(WORK ITEM)
Retype the range from the line holding "Return one point per instance of the whitewater" to the last line of the listing, inclusive, exactly as it appears and with nothing else.

(INFORMATION SHOWN)
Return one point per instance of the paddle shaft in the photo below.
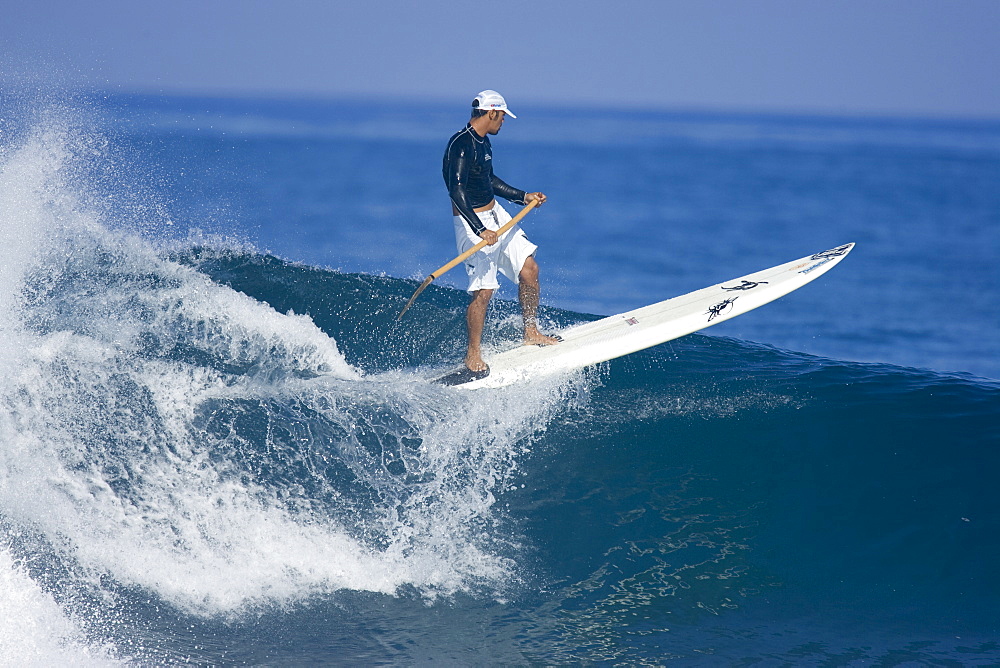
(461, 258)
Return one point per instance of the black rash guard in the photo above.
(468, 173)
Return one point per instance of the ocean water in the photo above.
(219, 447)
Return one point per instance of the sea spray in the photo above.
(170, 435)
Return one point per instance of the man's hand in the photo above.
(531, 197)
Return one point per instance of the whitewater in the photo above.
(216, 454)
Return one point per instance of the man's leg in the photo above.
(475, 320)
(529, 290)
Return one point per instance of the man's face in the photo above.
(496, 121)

(OUTPUT FOR THIS TASK)
Return one point per instance of the whitewater in the photo above.
(216, 454)
Return one point per instance of the man's leg in the photo above.
(475, 320)
(529, 290)
Return one point per instance of the man's face in the photo above.
(496, 121)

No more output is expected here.